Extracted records
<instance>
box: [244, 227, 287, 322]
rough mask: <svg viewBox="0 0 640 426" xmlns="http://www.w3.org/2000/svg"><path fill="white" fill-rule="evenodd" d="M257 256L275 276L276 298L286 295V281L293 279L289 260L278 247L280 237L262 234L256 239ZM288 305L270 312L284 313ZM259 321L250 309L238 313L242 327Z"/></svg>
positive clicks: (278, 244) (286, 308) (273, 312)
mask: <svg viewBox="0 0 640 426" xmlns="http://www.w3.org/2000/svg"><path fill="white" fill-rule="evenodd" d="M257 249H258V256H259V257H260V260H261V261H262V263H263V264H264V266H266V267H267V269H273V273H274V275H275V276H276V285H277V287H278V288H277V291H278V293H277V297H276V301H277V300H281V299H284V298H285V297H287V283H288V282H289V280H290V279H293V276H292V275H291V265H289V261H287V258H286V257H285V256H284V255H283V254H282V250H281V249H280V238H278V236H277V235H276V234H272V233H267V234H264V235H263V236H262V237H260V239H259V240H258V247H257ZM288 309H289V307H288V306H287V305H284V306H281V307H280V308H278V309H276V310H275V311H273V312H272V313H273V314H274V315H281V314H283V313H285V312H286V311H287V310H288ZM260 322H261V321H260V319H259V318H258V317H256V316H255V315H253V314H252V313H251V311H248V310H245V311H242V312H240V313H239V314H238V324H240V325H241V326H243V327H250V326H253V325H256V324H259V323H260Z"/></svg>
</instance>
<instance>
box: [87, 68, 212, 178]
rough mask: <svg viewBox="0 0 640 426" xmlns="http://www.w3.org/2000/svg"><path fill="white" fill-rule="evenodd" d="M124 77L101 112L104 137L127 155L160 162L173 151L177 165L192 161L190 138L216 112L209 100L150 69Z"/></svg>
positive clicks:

[Task]: Repeat every line of the records above verbatim, changing nothing.

[Answer space]:
<instance>
box: [244, 227, 287, 322]
rough mask: <svg viewBox="0 0 640 426" xmlns="http://www.w3.org/2000/svg"><path fill="white" fill-rule="evenodd" d="M257 256L275 276L276 298L286 295V281L293 279L289 260L278 247L280 237L262 234L256 239ZM288 305L270 312L284 313ZM259 321L250 309L238 313L242 327Z"/></svg>
positive clicks: (278, 244) (286, 308) (273, 312)
mask: <svg viewBox="0 0 640 426" xmlns="http://www.w3.org/2000/svg"><path fill="white" fill-rule="evenodd" d="M257 249H258V256H259V257H260V260H261V261H262V263H263V264H264V266H266V267H267V269H273V273H274V275H275V276H276V285H277V287H278V288H277V291H278V293H277V297H276V301H277V300H281V299H284V298H285V297H287V283H288V282H289V280H290V279H293V276H292V275H291V265H289V261H287V258H286V257H285V256H284V255H283V254H282V250H281V249H280V238H278V236H277V235H276V234H272V233H267V234H264V235H263V236H262V237H260V239H259V240H258V247H257ZM288 309H289V307H288V306H287V305H284V306H281V307H280V308H278V309H276V310H275V311H273V312H272V313H273V314H274V315H281V314H283V313H285V312H286V311H287V310H288ZM260 322H261V321H260V319H259V318H258V317H256V316H255V315H253V314H252V313H251V311H248V310H245V311H242V312H240V313H239V314H238V324H240V325H241V326H243V327H250V326H253V325H256V324H259V323H260Z"/></svg>
</instance>
<instance>
box: [87, 68, 212, 178]
rough mask: <svg viewBox="0 0 640 426" xmlns="http://www.w3.org/2000/svg"><path fill="white" fill-rule="evenodd" d="M124 77L101 112L104 137L127 155L160 162L173 151L177 165L192 161L190 138L216 112L209 100L150 69Z"/></svg>
positive clicks:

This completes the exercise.